**Set problem 1**: According to the court order, how soon must a motion for rehearing or reconsideration be filed under the Eastern District of Michigan's Local Rules?
**Set problem 2**: Write out, word for word, the passage of the court order that starts with the words "II. LEGAL STANDARD" and ends with "motion is timely.".

**Given passage**:
--- --- ---
Belanger v. Simply Better Management Co., LLC
Order Denying Defendant's 28 Motion for Reconsideration, or, in the Alternative, for Certification to Seek Interlocutory Appeal. Signed by District Judge Avern Cohn. (SCha)
UNITED STATES DISTRICT COURT
EASTERN DISTRICT OF MICHIGAN
Case No. 12-14516
SIMPLY BETTER MANAGEMENT
HON. AVERN COHN
ORDER DENYING DEFENDANT’S MOTION
FOR RECONSIDERATION, OR, IN THE ALTERNATIVE, FOR
CERTIFICATION TO SEEK INTERLOCUTORY APPEAL (Doc. 28)
This is a contract/tort case. Plaintiff Brandon Belanger (“Belanger”) is suing his
landlord, defendant Simply Better Management Co., LLC (“Defendant”) claiming that he
was injured when he tripped and fell on his way to his vehicle from his apartment complex’s
dumpster area due to a hole in the pavement abutting the curb. Belanger’s complaint is
in two counts, framed by him as follows:
Statutory Covenant of Habitability
On July 18, 2013, the Court entered a memorandum and order granting Belanger’s
motion to amend the complaint and granting in part and denying in part Defendant’s motion
for summary judgment (Doc. 26).
Now before the Court is Defendant’s motion for
reconsideration (Doc. 29). Alternatively, Defendant asks the Court to amend its order to
endorse the filing of an interlocutory appeal. For the reasons that follow, Defendant’s
motion for reconsideration is DENIED. The Court likewise declines to amend the order.
II. LEGAL STANDARD
The Local Rules of the Eastern District of Michigan provide that “[a] motion for
rehearing or reconsideration must be filed within 14 days after entry of the judgment or
order.” E.D. Mich. LR 7.1(h)(1). Defendant’s motion is timely.
No response or oral argument is allowed on a motion for reconsideration unless the
court orders otherwise. E.D. Mich. LR 7.1(h)(2).
The Court “will not grant motions for rehearing or reconsideration that merely
present the same issues ruled upon by the court, either expressly or by reasonable
implication.” E.D. Mich. LR 7.1(h)(3). To obtain reconsideration of a court order, “the
movant must not only demonstrate a palpable defect by which the court and the parties and
other persons entitled to be heard on the motion have been misled but also show that
correcting the defect will result in a different disposition of the case.” Id. A palpable defect
“is a defect which is obvious, clear, unmistakable, manifest, or plain.” Ososki v. St. Paul
Surplus Lines Ins. Co., 162 F. Supp. 2d 714, 718 (E.D. Mich. 2001).
In the July 18 order, the Court denied summary judgment to Defendant on
Belanger’s breach of contract claim under Mich. Comp. Laws § 554.139(b). The Court
explained that the statutory covenant to comply with applicable state and local health and
safety laws applies to common areas of an apartment complex. Because the Michigan
Supreme Court has not expressly decided the issue, the Court explained that its opinion
was consistent with how it believes the Michigan Supreme Court would rule if faced with
the same issue.
--- --- ---
**Information provided**:
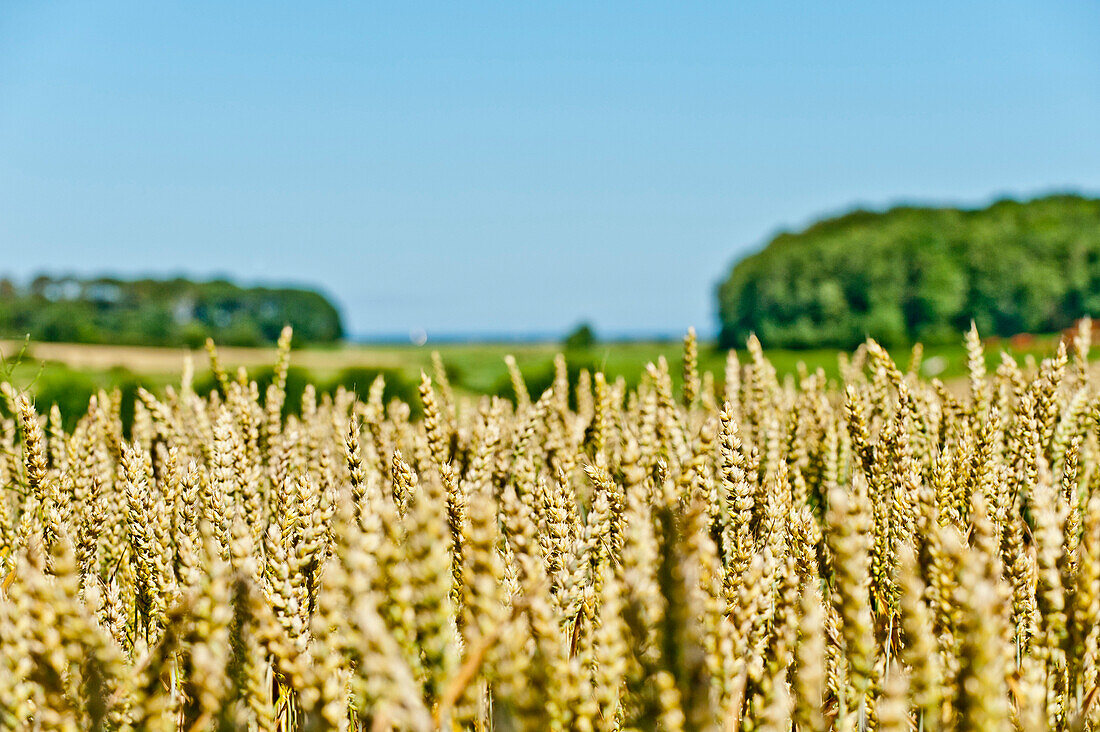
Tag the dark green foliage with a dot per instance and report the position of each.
(921, 274)
(163, 313)
(581, 338)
--- --- ---
**Reply 1**: Within 14 days after entry of the judgment or order.

**Reply 2**:
II. LEGAL STANDARD
The Local Rules of the Eastern District of Michigan provide that “[a] motion for
rehearing or reconsideration must be filed within 14 days after entry of the judgment or
order.” E.D. Mich. LR 7.1(h)(1). Defendant’s motion is timely.